[Collected data entries]
====================
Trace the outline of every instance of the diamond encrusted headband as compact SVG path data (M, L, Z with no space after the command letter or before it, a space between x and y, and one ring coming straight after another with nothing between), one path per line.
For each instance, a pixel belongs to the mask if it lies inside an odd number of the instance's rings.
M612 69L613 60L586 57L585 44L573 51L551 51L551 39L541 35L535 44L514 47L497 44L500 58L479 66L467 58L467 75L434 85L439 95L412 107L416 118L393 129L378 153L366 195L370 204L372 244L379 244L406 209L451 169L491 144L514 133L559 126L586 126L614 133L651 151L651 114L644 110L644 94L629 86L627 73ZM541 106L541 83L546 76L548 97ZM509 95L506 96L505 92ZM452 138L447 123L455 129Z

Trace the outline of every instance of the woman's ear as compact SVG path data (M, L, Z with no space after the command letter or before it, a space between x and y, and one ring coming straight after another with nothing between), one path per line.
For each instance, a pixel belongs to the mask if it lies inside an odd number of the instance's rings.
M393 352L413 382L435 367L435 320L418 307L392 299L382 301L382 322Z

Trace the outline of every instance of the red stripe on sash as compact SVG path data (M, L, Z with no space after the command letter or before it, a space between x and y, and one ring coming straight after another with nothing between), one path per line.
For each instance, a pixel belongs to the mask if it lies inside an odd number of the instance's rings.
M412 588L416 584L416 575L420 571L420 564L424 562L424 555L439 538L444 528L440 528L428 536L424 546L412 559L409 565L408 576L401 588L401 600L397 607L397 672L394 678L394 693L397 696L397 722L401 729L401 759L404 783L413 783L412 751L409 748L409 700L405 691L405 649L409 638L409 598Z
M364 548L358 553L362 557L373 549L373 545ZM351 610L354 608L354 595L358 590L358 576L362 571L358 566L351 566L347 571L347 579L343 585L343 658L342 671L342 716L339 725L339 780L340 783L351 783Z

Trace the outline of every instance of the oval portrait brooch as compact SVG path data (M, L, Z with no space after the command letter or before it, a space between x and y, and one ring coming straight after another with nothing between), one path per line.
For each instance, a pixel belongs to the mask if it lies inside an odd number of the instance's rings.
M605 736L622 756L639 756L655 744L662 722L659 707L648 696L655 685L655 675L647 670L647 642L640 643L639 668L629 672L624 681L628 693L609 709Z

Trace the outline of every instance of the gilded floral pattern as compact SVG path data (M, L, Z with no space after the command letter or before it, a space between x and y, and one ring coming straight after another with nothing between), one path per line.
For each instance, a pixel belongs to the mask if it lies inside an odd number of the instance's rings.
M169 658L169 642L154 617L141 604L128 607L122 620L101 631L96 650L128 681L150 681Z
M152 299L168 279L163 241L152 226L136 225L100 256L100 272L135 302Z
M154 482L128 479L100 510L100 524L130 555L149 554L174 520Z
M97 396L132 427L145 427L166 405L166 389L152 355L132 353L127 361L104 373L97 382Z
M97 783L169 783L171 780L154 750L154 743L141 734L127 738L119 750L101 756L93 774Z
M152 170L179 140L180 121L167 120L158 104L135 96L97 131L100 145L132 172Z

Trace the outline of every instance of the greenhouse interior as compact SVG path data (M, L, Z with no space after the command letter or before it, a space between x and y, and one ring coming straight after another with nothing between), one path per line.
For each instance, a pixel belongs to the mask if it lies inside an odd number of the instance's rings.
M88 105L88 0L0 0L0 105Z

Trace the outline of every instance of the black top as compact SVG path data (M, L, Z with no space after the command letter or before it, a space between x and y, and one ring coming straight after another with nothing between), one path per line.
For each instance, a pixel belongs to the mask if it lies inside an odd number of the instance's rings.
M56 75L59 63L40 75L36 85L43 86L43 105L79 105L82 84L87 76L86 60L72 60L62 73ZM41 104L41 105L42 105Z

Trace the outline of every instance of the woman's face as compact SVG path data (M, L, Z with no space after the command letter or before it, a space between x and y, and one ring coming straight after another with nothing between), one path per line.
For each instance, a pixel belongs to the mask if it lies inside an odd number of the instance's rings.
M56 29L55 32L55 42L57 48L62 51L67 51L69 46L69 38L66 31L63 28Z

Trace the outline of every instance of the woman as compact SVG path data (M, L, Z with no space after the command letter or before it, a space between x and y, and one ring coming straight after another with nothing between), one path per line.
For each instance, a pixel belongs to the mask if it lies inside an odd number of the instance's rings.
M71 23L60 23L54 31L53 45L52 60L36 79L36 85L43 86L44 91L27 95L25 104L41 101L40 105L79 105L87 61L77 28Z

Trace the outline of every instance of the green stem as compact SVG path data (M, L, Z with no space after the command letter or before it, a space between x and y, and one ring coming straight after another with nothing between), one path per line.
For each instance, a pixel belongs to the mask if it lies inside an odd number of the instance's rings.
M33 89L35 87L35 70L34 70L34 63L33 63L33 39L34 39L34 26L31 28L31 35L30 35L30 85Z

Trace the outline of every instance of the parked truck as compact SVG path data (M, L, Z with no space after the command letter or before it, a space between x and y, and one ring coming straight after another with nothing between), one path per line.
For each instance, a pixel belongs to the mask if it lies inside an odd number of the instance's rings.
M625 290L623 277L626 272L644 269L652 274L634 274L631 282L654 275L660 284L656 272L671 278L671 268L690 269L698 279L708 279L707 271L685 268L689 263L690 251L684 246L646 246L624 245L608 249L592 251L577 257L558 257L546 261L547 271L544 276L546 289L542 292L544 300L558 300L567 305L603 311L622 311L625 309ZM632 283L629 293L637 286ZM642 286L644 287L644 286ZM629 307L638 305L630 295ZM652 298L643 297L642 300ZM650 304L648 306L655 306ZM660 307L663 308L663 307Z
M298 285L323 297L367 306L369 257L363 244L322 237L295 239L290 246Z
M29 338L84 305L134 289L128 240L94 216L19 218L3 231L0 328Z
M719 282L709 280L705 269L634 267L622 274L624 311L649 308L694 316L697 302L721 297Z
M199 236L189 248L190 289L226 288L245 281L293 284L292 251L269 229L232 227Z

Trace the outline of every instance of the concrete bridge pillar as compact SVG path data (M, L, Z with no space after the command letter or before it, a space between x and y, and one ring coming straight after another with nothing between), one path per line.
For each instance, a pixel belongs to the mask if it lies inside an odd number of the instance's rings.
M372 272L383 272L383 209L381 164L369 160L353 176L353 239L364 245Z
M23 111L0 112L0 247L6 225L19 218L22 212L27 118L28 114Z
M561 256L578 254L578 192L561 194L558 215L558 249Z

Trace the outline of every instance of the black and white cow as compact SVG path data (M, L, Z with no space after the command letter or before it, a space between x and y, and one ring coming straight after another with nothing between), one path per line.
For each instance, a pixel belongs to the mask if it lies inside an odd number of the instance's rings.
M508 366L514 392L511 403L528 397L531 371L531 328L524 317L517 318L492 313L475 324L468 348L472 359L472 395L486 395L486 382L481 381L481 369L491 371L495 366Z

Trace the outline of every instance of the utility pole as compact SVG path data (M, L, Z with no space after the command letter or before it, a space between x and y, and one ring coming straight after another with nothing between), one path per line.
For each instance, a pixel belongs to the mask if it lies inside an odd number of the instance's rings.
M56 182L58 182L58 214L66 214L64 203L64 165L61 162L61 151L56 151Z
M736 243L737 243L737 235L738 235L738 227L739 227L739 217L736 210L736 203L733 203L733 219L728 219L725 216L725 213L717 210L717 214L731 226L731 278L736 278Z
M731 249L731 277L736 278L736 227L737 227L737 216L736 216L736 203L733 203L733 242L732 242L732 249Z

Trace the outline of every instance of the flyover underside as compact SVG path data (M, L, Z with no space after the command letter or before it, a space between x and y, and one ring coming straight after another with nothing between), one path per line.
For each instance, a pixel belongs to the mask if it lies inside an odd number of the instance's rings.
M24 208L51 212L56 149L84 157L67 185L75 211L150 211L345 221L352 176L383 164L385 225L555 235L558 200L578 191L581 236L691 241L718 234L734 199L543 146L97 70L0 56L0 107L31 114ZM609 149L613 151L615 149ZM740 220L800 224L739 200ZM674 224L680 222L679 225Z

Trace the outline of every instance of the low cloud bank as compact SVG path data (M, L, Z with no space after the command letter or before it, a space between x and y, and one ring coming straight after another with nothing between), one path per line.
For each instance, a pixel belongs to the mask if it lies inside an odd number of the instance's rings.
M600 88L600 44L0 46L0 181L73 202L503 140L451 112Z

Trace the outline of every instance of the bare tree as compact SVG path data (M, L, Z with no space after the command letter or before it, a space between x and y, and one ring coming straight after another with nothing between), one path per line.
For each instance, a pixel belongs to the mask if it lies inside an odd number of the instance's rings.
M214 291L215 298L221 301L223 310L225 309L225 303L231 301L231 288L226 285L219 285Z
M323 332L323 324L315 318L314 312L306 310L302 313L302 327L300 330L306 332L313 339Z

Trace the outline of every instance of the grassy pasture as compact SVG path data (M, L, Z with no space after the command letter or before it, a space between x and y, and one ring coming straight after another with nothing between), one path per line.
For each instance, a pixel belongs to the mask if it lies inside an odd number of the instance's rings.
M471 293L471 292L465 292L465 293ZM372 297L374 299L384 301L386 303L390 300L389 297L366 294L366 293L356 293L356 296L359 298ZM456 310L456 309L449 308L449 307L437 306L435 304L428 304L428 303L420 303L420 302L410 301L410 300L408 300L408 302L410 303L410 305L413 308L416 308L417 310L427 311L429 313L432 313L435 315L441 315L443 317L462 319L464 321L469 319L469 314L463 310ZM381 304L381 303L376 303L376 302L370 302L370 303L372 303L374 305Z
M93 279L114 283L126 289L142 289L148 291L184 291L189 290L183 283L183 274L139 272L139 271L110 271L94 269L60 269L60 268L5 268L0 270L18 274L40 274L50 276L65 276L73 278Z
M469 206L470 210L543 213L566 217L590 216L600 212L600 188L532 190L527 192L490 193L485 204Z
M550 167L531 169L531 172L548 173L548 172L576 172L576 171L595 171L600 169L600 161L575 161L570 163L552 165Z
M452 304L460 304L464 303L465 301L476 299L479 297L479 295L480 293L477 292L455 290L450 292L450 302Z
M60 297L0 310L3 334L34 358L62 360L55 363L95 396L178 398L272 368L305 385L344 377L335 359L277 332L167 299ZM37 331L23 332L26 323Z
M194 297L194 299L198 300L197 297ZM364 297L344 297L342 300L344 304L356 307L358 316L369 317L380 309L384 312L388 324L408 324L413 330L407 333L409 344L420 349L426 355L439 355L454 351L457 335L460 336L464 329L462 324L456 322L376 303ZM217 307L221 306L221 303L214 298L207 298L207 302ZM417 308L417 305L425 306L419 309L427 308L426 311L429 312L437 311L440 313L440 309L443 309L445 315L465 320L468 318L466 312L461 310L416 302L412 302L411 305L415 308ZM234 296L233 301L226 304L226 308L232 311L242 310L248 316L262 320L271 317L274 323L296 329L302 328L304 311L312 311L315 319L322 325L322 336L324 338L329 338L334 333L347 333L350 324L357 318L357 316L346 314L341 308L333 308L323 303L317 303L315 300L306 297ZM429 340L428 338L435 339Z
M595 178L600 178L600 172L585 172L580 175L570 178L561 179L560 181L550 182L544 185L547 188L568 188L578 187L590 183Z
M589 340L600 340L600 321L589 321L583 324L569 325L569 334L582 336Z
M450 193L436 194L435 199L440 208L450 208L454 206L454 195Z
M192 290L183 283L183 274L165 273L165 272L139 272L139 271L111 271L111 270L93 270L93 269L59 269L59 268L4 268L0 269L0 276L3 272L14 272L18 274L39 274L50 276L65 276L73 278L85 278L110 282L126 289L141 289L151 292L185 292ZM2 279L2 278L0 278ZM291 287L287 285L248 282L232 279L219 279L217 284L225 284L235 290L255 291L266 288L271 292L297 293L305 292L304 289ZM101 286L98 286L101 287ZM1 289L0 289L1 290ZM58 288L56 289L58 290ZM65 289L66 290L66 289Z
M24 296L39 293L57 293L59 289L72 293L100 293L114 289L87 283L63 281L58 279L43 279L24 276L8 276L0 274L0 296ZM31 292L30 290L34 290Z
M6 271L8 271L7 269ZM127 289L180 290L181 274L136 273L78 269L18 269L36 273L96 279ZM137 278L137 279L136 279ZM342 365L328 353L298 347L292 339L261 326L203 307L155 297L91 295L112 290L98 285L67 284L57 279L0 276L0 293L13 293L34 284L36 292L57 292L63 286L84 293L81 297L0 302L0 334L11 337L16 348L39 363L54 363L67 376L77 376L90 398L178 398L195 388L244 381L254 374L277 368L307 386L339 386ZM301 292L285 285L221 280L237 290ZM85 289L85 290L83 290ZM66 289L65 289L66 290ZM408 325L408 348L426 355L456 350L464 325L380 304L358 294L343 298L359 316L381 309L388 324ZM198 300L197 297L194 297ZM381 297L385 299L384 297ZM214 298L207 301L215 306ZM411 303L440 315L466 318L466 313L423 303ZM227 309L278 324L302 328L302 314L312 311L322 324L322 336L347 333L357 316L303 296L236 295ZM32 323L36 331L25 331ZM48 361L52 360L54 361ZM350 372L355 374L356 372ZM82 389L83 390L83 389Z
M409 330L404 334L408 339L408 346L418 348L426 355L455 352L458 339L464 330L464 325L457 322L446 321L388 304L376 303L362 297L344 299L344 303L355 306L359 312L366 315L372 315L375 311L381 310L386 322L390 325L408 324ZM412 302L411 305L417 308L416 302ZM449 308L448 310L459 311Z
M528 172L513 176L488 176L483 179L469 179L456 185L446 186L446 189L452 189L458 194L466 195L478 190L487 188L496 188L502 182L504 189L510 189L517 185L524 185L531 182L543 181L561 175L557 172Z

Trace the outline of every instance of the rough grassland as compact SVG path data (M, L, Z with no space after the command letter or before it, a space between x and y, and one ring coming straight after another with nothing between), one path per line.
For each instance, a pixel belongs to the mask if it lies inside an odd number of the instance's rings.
====================
**ACTIVITY:** Using the data above, show each line where "black" occurs.

**EXPECTED ANSWER:**
Trace the outline of every instance of the black top as compact SVG path data (M, L, Z with no space after the command letter or before it, a space between x and y, and one ring coming straight after another with nothing between), one path per line.
Trace the outline of every instance of the black and white cow as compact SVG path data (M, L, Z with no space after the command letter or before it, a space between x and y, and one ring coming straight after another with nothing between), one path per line.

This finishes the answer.